Предложенный отрывок:
—————
Заставляйте его лучше жевать
На выходные мы старались уезжать на дачу. В дороге Петя сворачивался клубочком у меня на руках и засыпал. Похоже, только в таком положении ему становилось спокойно и хорошо. Он очень поздно начал ходить, почти в два года, ноги заплетались, без поддержки терял равновесие, вынужденно хватаясь за нас или за стенку. Движения были замедленные и нескоординированные, руками почти не пользовался, как будто они чужие. Наконец Петя все же начал строить под нашим руководством башенки из крупных блоков лего, но ни о каком складывании кубиков в коробку, самостоятельном раздевании или одевании и речи не было. Во-первых, он не понимал, чего от него хотят, во-вторых, не мог выполнить само действие. Мы рассматривали картинки в книжках, пробовали рисовать, но карандаш не держался в слабой ручке, и Петя только внимательно смотрел огромными черными глазами. Примерно тогда же у него появилась привычка брать меня за палец и им показывать на предметы.
—————
Задания:
A – Судя по отрывку о Пете, в каком возрасте он начал ходить?
B – Почему, согласно отрывку о Пете, мальчик не складывал кубики в коробку и не раздевался и не одевался сам?
C – Напишите продолжение отрывка о Пете, начиная сразу после его последнего предложения.

Сохранённые записи
—————
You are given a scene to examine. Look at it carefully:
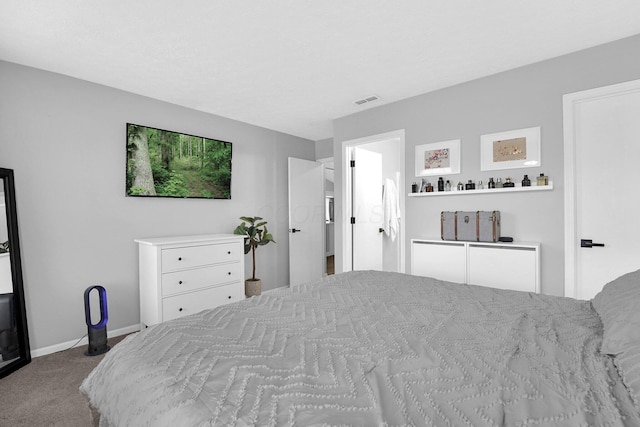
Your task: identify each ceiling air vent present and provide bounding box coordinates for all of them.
[353,95,380,105]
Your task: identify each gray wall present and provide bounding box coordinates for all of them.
[0,62,315,349]
[334,36,640,295]
[315,138,333,160]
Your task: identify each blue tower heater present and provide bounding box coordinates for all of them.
[84,285,110,356]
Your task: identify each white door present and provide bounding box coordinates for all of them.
[351,147,384,270]
[564,80,640,299]
[289,157,326,286]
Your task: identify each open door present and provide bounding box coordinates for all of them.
[351,147,384,271]
[289,157,326,286]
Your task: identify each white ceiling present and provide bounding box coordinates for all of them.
[0,0,640,140]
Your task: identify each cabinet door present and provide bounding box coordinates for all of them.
[162,283,244,322]
[411,241,467,283]
[162,262,242,297]
[469,244,538,292]
[162,242,244,273]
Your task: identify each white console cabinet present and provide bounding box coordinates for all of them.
[411,239,540,292]
[135,234,244,328]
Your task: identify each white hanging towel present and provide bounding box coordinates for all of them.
[382,178,400,241]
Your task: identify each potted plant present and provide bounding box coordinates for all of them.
[233,216,276,297]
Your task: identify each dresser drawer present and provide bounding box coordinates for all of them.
[162,242,244,273]
[162,283,244,322]
[161,262,242,296]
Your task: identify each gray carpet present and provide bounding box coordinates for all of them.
[0,336,130,427]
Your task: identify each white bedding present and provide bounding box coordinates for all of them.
[81,272,640,426]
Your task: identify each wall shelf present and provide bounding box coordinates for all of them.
[409,181,553,197]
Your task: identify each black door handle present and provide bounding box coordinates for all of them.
[580,239,604,248]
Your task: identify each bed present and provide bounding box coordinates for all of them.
[81,271,640,426]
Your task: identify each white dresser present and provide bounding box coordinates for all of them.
[411,239,540,293]
[135,234,244,328]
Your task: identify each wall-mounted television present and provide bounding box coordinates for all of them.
[127,123,231,199]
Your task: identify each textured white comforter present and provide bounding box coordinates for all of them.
[81,272,640,426]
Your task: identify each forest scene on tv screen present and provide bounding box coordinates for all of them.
[127,123,231,199]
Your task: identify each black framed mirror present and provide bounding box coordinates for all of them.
[0,168,31,378]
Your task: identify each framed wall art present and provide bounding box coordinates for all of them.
[480,127,542,171]
[416,139,460,176]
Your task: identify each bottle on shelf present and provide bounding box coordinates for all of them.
[536,173,549,185]
[464,180,476,190]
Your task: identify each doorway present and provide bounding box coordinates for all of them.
[316,157,336,275]
[563,80,640,300]
[341,130,406,272]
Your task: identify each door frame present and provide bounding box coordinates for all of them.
[287,157,327,286]
[562,80,640,298]
[334,129,406,273]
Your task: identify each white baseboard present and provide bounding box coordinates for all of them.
[31,324,140,357]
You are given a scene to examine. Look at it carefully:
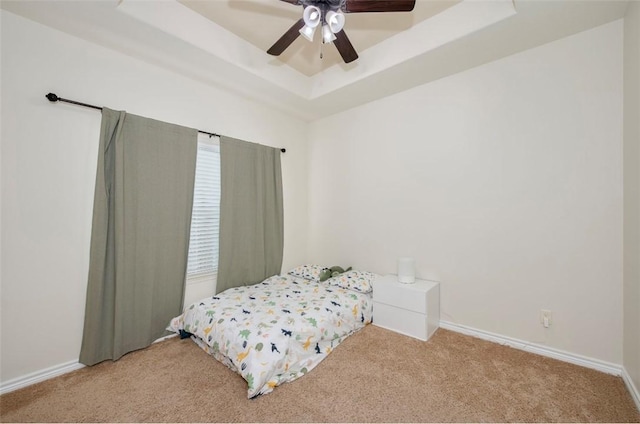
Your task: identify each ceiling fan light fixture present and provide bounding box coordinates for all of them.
[325,10,344,34]
[302,6,321,28]
[322,25,336,44]
[300,25,316,41]
[300,6,321,41]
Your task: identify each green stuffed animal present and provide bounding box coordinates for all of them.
[320,265,351,281]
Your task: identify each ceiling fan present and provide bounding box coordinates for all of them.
[267,0,416,63]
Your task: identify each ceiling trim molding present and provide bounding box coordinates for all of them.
[117,0,516,100]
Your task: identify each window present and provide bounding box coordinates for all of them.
[187,137,220,284]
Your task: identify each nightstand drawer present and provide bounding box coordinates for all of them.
[373,275,440,340]
[373,276,436,314]
[373,302,428,340]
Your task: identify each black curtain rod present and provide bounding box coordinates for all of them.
[45,93,287,153]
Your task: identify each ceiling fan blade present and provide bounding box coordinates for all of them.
[342,0,416,13]
[333,30,358,63]
[267,19,304,56]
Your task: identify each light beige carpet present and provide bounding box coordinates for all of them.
[0,325,640,422]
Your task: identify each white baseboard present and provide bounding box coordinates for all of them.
[0,334,177,395]
[0,361,84,395]
[622,367,640,411]
[440,321,624,376]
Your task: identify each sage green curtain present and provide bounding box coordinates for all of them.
[80,108,198,365]
[216,136,284,293]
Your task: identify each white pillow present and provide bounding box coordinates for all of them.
[288,265,326,281]
[325,270,376,293]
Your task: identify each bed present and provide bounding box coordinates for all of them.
[167,265,376,398]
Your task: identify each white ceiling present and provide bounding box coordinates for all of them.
[178,0,461,76]
[0,0,627,120]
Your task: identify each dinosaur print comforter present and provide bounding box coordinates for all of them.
[168,275,373,398]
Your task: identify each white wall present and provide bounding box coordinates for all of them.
[308,21,623,364]
[623,2,640,398]
[0,11,307,382]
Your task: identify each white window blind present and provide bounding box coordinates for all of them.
[187,142,220,279]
—————
Ваши ответы:
A – Почти в два года.

B – Во-первых, Петя не понимал, чего от него хотят. Во-вторых, он не мог выполнить само действие.

C –
Было странное впечатление, что Петя одновременно чувствует и не чувствует. На что-то реагировал очень болезненно: не переносил, когда дотрагивались до его головы, и подстригать ему волосы приходилось, пока он спал, в несколько приемов. Чего-то вовсе не замечал, например укусов комаров; падая и ушибаясь, не плакал. Однажды мы были вдвоем на кухне, я что-то делала на столе, а обернувшись, увидела, что Петя стоит возле плиты, положив ладошку на раскаленную конфорку. Когда я в ужасе отдернула его руку, на ней уже вздулся огромный красный пузырь, но он даже не заплакал. Боялся пушистых плюшевых игрушек, с криком их от себя отталкивал, а любые заводные повергали его в настоящую панику. Ночью просыпался больше 20 раз, приходилось его подолгу утешать и успокаивать. Зато днем спал по три часа.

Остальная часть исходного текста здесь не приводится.